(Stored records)

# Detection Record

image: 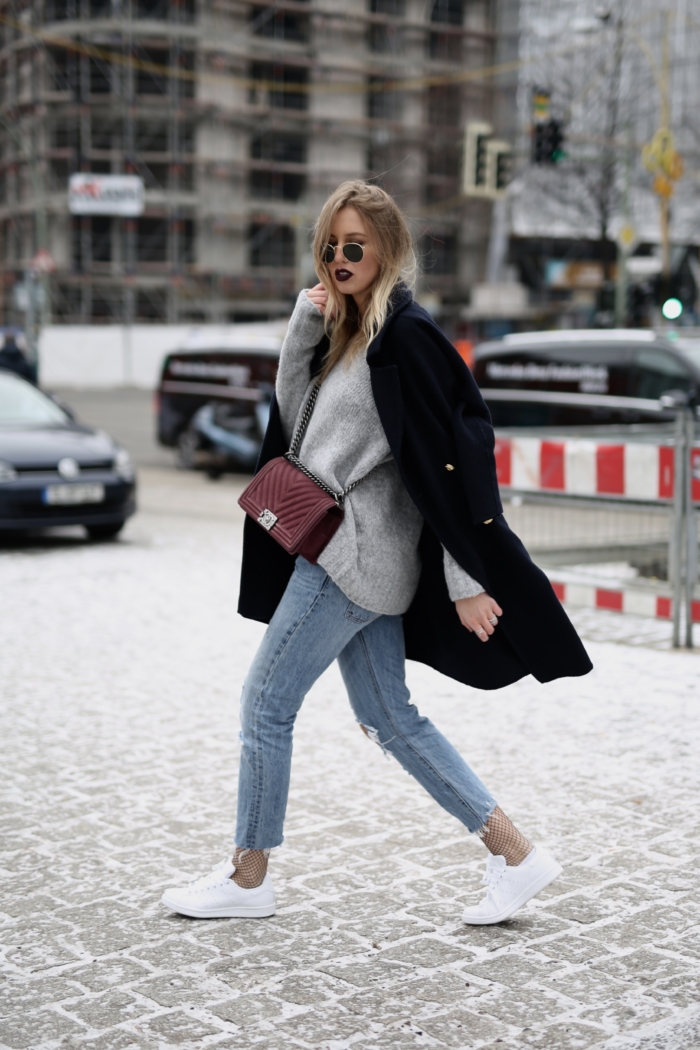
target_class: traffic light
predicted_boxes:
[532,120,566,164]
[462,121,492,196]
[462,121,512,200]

...

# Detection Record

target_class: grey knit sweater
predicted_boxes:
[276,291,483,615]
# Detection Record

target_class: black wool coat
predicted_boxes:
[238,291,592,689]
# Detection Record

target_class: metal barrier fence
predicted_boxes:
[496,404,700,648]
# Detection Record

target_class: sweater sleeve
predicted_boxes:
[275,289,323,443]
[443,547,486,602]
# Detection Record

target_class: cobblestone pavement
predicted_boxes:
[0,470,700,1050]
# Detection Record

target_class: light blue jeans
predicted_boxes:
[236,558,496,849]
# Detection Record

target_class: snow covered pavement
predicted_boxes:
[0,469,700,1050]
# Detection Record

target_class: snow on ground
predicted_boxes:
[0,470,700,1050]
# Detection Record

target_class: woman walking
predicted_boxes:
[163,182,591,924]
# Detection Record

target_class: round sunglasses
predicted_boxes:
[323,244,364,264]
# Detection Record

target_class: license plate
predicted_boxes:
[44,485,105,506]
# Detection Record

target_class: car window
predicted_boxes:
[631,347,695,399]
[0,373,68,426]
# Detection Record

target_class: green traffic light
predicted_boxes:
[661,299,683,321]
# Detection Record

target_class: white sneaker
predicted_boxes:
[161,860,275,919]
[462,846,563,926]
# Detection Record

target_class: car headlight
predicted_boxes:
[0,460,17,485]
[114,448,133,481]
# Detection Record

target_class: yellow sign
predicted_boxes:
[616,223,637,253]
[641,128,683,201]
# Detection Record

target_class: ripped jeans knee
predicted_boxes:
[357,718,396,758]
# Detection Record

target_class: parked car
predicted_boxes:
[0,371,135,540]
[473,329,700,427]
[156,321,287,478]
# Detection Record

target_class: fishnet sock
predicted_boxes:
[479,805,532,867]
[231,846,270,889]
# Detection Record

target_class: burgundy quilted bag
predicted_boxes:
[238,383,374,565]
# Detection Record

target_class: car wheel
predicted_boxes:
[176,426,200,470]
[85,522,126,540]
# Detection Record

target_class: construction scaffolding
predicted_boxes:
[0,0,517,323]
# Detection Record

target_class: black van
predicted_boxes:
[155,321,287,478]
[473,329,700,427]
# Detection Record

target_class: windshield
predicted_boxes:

● **WHAT TO DO**: Pull out each line in the entries above that contains the word "sweater".

● **THE RESULT**:
target_class: grey knit sweater
target_class: sweater sleeve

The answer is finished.